9.29.2010

Time Is Money, and To Waste a Man's Is Wrong

They say you have to be an alcoholic or divorced to be a good welder; the best of them are both. Maybe it's because you've got to be used to all that alone time under the mask, the hood, the shield. Maybe being accustomed to those two forms of self-destructive isolation train you for the solitary darkness, the blinding flash of the arc rays, the toxic fumes that choke your lungs, the iron filings that fill your nostrils and make you blow black snot in the shower, and the heat that drenches your leather gloves and jacket. The art of welding is a sure bet for making money, but it's a hell of a way to make a living-- one that sends you to an early grave. Despite that merciful perk it was never a skill which caught my interest.

Sure, I could trudge my way through stitching a few joints in a pinch if it meant making a quick buck, but I wanted to limit my involvement to that rare scenario. In the final year of my pipefitting apprenticeship, the dreaded welding class, I merely went through the motions. I didn't even bother to show up for the test at the end that'd determine whether or not our union hall could send us out on the job as welders. Most of my classmates who did take the test failed anyway. And besides, from the young age of fifteen I knew it'd be a person that dealt my coup de grace, not a blue-collar profession. I didn't want to deny the gods their rightful say in the matter by letting a trade steal the glory.

There was one thing I learned in the booth that year, however, aside from the fact that bonding ferrous metal through the intricate process of heating and cooling is not for me.

I had just finished my first pass between the two pipes I was joining; the "root", as they call it. My instructor happened to be passing by and saw that I was ready for the next phase, or the "fill pass". He ducked his head into my booth and inspected my work briefly.

"Looks good, kid," said the pudgy, red-faced Irishman.

"Thanks," I replied half-heartedly. It was no secret that I loathed welding. I did anything I could to stall, even if it meant carrying the scrap steal barrels out to the bins behind our hall. That basement was the cleanest it'd ever been due to my desire to avoid the assigned task at hand. I'm sure they miss me now that I'm gone.

"You could've been a hell of a welder if you'd started to care earlier in the year," he said with a benevolent smirk. He knew I wouldn't take offense. Back-handed compliments are routine in the building trades. They're the only way of giving credit without coming off as anything less than a hardened, masculine construction worker full of piss and whiskey. The denial's quite amusing most times.

"Thanks," I said again, this time with more conviction. I lived for those clandestine male-bonding moments. My instructor told me to proceed and walked away.

The fill pass went well, or so I thought. Visually, it's the least critical step in the process. The root sets a foundation which can be seen from inside the pipe; the fill acts as "filler" to level out the gap between the two pipes; and the cover pass, or "cap", leaves an even, wide, aesthetically pleasing finished product for the world to see. The world in this case usually winds up being limited to the maintenance crew in whatever facility we happen to be building or renovating; regardless, their admiration for what trained union labor can accomplish is something for which to strive. If my pipefitting brethren heard me right now they'd throw up in their hardhats.

Task requirements
1 – In one to three sentences, explain why the basement was cleaner than ever, according to the welding piece.
2 – Copy the stretch of the welding piece from "They say you" through "caught my interest.".
The listing that comes next has no connection to the welding piece.

[Saved entries]
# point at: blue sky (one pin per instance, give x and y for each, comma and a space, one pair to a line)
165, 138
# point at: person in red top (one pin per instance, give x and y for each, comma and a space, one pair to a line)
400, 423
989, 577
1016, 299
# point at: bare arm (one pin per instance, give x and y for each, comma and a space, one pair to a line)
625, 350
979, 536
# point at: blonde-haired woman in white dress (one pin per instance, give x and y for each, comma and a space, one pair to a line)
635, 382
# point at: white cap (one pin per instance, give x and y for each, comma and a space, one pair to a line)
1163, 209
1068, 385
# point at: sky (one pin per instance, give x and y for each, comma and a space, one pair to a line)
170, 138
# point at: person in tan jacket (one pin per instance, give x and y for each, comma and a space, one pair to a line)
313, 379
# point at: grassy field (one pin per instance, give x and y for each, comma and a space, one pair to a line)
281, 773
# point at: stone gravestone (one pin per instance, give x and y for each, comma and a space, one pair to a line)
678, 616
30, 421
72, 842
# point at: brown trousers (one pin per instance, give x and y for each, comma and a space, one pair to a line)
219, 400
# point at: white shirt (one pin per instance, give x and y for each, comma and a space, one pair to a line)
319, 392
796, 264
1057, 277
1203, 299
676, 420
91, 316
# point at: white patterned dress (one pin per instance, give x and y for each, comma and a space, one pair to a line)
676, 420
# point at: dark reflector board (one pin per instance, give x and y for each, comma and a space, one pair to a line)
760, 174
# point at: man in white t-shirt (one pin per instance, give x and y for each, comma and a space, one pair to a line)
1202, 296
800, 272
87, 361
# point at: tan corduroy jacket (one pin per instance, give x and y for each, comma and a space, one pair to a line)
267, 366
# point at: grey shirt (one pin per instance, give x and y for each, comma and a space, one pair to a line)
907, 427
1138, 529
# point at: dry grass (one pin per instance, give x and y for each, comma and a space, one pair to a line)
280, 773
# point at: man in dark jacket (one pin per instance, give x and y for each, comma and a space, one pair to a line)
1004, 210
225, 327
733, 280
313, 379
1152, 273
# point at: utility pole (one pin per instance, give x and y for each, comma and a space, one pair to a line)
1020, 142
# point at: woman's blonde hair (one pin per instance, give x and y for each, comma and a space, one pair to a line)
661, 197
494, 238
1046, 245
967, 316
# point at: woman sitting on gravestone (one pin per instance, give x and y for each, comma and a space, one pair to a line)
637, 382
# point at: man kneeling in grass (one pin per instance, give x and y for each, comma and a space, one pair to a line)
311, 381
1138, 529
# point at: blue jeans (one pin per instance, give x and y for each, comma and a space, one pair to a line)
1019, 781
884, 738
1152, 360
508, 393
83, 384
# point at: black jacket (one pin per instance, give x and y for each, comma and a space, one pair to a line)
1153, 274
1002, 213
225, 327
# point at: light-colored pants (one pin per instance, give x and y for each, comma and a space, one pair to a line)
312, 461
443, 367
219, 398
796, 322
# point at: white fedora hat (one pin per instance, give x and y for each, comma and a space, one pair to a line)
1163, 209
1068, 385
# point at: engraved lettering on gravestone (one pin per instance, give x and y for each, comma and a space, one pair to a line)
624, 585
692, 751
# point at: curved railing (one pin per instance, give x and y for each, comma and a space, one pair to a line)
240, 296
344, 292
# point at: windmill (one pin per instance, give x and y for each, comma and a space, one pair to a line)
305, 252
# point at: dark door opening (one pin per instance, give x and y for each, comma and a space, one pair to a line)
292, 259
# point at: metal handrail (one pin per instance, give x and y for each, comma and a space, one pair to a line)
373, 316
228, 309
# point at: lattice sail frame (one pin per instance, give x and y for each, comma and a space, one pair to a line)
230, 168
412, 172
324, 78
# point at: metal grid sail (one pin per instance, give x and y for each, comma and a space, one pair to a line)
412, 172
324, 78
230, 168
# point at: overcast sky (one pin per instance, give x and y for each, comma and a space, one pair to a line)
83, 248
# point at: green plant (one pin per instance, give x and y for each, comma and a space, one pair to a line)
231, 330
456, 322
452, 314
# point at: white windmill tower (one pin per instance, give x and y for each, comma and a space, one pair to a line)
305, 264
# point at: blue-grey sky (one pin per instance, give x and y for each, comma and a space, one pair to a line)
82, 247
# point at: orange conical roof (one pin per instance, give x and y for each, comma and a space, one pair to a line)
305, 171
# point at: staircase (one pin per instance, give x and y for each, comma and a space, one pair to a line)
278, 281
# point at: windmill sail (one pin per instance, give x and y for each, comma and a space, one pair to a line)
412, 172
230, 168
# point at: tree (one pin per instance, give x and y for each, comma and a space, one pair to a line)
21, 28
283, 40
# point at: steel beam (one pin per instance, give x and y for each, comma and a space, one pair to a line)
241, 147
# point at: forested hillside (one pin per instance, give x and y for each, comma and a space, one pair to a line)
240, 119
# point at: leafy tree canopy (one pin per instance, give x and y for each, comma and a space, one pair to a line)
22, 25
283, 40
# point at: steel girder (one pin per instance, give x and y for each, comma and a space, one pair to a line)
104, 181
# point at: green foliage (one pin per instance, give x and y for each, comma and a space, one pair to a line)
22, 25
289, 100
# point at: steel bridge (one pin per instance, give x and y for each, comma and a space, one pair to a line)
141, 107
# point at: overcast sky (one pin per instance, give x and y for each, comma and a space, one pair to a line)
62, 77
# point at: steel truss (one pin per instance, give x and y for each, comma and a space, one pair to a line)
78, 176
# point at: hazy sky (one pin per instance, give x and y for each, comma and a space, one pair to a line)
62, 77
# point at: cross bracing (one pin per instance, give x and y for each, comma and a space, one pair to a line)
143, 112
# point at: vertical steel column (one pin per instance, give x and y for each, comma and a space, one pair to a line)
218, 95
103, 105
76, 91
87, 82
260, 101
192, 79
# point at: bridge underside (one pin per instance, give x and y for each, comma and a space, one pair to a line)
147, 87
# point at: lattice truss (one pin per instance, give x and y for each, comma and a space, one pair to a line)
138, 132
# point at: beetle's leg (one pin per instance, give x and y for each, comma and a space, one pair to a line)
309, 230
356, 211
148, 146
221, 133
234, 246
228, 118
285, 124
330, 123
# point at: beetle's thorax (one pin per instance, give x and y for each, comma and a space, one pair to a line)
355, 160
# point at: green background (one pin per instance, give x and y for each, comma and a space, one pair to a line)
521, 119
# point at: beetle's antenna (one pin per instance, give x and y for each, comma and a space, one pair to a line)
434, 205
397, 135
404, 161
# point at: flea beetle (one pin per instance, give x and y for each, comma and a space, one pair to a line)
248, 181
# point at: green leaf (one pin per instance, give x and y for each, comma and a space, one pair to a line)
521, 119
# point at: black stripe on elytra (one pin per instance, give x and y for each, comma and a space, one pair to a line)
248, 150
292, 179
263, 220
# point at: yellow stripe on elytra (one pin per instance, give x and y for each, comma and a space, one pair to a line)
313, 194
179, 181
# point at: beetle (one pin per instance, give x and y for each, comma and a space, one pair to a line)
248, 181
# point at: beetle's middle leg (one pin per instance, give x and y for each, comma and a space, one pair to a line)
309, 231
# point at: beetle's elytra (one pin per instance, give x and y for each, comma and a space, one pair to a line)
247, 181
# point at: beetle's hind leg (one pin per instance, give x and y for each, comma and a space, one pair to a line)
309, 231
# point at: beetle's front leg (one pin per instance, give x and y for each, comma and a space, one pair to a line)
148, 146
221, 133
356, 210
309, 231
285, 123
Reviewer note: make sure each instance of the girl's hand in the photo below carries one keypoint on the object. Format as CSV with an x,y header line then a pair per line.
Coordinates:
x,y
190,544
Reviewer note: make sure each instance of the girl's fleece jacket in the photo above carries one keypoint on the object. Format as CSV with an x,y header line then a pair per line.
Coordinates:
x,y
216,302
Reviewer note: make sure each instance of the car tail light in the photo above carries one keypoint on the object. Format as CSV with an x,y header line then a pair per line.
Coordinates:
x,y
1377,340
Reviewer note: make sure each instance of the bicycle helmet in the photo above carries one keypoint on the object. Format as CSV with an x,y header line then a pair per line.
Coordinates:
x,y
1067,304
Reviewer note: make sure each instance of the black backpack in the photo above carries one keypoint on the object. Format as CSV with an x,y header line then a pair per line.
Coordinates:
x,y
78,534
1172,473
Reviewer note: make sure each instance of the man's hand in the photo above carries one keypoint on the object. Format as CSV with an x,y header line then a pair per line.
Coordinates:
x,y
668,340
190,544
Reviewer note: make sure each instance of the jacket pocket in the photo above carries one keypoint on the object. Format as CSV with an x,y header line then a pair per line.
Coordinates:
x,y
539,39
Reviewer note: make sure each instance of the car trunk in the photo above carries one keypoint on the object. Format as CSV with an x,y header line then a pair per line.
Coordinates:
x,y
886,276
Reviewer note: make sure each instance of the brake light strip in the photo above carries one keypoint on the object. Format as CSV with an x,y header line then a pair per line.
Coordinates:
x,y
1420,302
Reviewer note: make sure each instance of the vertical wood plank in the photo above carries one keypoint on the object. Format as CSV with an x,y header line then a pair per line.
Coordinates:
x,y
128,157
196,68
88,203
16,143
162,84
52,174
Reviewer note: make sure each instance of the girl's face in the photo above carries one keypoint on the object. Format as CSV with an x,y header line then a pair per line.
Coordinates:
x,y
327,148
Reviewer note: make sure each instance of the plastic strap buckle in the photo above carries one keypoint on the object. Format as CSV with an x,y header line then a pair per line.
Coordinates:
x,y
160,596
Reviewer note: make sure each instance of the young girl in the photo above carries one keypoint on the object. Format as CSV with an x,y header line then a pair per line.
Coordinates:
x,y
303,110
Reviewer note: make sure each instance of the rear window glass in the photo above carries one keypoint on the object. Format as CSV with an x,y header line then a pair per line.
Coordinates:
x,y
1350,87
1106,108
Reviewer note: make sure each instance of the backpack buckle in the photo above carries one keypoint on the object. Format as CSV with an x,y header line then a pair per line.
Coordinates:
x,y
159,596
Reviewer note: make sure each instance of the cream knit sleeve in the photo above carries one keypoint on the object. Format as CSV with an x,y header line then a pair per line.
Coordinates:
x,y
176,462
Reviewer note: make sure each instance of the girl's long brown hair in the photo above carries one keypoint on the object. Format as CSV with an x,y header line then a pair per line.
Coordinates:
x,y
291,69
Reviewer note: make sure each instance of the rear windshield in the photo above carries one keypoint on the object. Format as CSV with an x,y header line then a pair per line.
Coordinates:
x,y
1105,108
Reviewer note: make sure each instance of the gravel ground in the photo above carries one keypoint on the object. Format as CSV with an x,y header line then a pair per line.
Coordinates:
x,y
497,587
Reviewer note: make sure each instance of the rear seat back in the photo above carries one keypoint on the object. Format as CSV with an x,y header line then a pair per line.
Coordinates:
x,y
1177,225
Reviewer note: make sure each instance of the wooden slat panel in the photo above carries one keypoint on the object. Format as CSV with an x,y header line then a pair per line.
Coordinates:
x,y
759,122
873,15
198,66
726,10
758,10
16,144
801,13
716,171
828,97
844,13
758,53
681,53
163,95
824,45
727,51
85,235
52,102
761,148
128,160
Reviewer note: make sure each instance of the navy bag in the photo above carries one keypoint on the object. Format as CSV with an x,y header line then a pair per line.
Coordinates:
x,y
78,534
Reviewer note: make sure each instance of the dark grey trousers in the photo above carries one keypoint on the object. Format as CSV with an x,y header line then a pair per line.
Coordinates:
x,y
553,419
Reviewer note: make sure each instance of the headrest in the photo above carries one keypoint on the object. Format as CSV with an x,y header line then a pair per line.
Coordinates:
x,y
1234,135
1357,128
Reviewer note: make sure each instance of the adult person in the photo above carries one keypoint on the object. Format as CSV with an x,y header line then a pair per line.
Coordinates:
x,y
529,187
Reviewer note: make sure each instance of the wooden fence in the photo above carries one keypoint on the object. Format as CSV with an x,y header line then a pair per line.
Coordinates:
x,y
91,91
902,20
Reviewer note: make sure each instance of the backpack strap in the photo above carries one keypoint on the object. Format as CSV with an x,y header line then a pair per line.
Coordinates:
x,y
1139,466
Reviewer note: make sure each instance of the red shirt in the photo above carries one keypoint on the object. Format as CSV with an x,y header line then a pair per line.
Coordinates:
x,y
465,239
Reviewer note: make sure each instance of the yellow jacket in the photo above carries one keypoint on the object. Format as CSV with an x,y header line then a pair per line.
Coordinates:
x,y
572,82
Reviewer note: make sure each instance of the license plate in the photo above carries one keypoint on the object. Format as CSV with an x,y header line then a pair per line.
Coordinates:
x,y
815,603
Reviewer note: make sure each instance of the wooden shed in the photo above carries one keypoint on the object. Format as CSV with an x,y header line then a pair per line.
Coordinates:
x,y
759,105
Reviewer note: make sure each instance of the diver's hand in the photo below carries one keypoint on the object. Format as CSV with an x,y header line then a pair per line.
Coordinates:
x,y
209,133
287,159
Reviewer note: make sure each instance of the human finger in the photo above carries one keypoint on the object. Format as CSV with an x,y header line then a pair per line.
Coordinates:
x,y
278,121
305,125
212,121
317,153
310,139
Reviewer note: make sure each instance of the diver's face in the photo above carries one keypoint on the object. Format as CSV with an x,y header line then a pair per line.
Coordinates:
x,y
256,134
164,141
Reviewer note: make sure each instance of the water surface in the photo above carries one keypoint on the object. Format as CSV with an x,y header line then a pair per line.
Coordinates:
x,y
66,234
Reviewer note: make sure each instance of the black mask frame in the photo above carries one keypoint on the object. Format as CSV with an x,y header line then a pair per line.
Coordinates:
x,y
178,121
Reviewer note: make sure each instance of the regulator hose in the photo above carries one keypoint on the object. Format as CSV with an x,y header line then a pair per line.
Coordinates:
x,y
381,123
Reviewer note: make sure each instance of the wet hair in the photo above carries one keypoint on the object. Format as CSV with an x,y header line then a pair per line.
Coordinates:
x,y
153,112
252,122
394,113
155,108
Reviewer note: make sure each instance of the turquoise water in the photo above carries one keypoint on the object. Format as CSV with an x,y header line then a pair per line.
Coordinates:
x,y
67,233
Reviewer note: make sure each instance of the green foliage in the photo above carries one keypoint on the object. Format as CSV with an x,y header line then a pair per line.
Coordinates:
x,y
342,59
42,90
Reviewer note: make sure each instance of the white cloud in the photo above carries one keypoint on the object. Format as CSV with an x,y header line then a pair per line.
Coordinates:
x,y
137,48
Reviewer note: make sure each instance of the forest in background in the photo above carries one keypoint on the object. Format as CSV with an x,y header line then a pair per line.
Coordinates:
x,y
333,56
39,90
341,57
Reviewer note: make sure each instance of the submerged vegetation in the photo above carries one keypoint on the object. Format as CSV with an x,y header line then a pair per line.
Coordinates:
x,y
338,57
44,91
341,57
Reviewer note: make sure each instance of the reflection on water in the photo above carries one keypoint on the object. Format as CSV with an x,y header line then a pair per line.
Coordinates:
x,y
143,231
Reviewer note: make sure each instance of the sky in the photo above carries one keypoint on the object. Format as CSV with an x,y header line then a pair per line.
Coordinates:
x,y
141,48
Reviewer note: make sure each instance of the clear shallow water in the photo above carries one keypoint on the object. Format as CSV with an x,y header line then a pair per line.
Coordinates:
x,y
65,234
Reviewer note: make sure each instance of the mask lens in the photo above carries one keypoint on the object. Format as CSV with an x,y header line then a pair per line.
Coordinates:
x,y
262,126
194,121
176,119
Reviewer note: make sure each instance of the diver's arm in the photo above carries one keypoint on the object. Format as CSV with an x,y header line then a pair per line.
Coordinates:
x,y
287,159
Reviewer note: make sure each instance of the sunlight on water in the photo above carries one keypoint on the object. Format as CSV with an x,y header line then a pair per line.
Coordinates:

Answers to this exercise
1 – The narrator loathed welding and stalled however possible, even carrying the scrap barrels out to the bins behind the hall. That desire to avoid the assigned task kept the basement cleaner than it had ever been.

2 –
They say you have to be an alcoholic or divorced to be a good welder; the best of them are both. Maybe it's because you've got to be used to all that alone time under the mask, the hood, the shield. Maybe being accustomed to those two forms of self-destructive isolation train you for the solitary darkness, the blinding flash of the arc rays, the toxic fumes that choke your lungs, the iron filings that fill your nostrils and make you blow black snot in the shower, and the heat that drenches your leather gloves and jacket. The art of welding is a sure bet for making money, but it's a hell of a way to make a living-- one that sends you to an early grave. Despite that merciful perk it was never a skill which caught my interest.